→ **Given task**
Reproduce the items below, substituting "search phrase" for every occurrence of "query phrase" and leaving everything else unchanged.

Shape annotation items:
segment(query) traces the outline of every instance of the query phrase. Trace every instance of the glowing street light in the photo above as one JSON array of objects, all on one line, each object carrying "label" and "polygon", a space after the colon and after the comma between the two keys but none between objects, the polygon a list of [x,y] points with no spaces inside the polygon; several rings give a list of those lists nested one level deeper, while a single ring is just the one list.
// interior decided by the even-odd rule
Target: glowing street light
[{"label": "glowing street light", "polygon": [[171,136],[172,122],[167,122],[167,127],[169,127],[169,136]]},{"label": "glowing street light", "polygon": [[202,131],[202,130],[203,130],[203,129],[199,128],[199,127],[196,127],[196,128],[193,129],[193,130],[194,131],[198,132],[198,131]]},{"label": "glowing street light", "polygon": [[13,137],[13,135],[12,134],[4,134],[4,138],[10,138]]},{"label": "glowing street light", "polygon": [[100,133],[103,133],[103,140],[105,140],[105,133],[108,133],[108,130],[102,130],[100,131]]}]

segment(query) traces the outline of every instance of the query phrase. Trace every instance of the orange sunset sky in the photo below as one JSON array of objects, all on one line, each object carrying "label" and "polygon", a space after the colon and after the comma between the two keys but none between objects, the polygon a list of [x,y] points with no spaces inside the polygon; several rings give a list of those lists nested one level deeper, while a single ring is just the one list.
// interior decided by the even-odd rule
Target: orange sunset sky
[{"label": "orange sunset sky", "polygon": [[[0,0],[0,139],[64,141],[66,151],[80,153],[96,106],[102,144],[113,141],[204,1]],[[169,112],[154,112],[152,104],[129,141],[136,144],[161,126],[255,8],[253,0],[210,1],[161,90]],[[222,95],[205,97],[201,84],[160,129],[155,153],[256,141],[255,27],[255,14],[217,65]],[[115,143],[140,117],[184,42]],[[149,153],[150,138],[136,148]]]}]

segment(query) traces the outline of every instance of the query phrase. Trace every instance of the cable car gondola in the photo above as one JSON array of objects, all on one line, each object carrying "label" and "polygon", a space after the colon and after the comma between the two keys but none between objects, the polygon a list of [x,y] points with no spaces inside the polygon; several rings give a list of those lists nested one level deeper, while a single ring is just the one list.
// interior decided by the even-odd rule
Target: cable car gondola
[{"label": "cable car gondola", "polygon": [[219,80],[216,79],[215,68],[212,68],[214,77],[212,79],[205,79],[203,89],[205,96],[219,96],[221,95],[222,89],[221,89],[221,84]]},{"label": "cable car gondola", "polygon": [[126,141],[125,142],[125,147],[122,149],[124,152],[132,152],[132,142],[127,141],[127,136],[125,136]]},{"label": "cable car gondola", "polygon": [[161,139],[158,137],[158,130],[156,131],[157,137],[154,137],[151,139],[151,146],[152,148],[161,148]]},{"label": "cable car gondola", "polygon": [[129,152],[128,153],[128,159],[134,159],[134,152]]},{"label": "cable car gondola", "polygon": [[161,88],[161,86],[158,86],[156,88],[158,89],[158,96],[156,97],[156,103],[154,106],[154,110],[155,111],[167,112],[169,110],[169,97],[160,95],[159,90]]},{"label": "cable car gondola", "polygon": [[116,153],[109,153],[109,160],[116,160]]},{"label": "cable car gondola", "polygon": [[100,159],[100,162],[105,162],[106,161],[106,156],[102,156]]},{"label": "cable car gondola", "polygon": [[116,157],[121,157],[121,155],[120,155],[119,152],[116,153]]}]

→ **Result of the task**
segment(query) traces the outline of every instance of the search phrase. Trace every instance of the glowing street light in the photo above as one JSON array of objects, all on one line, each object carrying "label" and "polygon", a space after the colon and after the comma between the two keys but none between objects, the polygon a list of [x,y] points with no spaces inside the polygon; several rings give a list of those lists nested one level deeper, while a single ring is just the one list.
// interior decided by the even-odd rule
Target: glowing street light
[{"label": "glowing street light", "polygon": [[171,136],[172,122],[167,122],[167,127],[169,127],[169,136]]},{"label": "glowing street light", "polygon": [[202,131],[202,130],[203,130],[203,129],[199,128],[199,127],[196,127],[196,128],[193,129],[193,130],[194,131],[198,132],[198,131]]},{"label": "glowing street light", "polygon": [[13,137],[13,135],[12,134],[4,134],[4,138],[10,138]]},{"label": "glowing street light", "polygon": [[100,133],[103,133],[103,140],[105,140],[105,133],[108,133],[108,130],[102,130],[100,131]]}]

segment(query) traces the outline of every instance of the search phrase. Trace every instance of the orange sunset sky in the photo below as one JSON array of objects, all on one line, each object carrying "label" and "polygon", a space after the colon and after the comma between the two keys but none between objects, the polygon a list of [x,y] points with no spaces inside the polygon; several rings give a list of those lists nested one level deeper, while a single ring is just the one list.
// interior decided by the even-odd rule
Target: orange sunset sky
[{"label": "orange sunset sky", "polygon": [[[0,0],[0,139],[64,141],[66,151],[80,153],[96,106],[102,144],[113,141],[204,1]],[[169,112],[154,112],[152,104],[129,141],[136,144],[161,126],[255,8],[253,0],[210,1],[161,90]],[[222,95],[205,97],[201,84],[160,129],[155,153],[256,141],[255,27],[255,14],[217,65]],[[115,143],[140,117],[184,42]],[[149,153],[150,138],[136,148]]]}]

segment(query) traces the outline of every instance of the search phrase. Trace every instance of the cable car gondola in the photo above as one JSON array of objects, all on one line, each object carrying "label" and "polygon", a space after the colon and after the comma between the two keys but none between objects, the polygon a list of [x,y] points with no spaces inside the polygon; several rings give a list of those lists nested one level deeper, while a single ring is just the one list.
// interior decided by the even-odd rule
Target: cable car gondola
[{"label": "cable car gondola", "polygon": [[219,80],[216,79],[215,68],[212,68],[214,77],[212,79],[205,79],[203,89],[205,96],[219,96],[221,95],[222,89],[221,89],[221,84]]},{"label": "cable car gondola", "polygon": [[126,141],[125,142],[125,147],[122,149],[124,152],[132,152],[132,142],[127,141],[127,136],[125,136]]},{"label": "cable car gondola", "polygon": [[161,139],[158,137],[158,130],[156,131],[157,137],[154,137],[151,139],[151,146],[152,148],[161,148]]},{"label": "cable car gondola", "polygon": [[129,152],[128,153],[128,159],[134,159],[134,152]]},{"label": "cable car gondola", "polygon": [[161,88],[161,86],[158,86],[156,88],[158,89],[158,96],[156,97],[156,103],[154,106],[154,110],[155,111],[167,112],[169,110],[169,97],[160,95],[159,90]]},{"label": "cable car gondola", "polygon": [[116,153],[109,153],[109,160],[116,160]]},{"label": "cable car gondola", "polygon": [[100,159],[100,162],[105,162],[106,161],[106,156],[102,156]]},{"label": "cable car gondola", "polygon": [[116,157],[121,157],[121,155],[120,155],[119,152],[116,153]]}]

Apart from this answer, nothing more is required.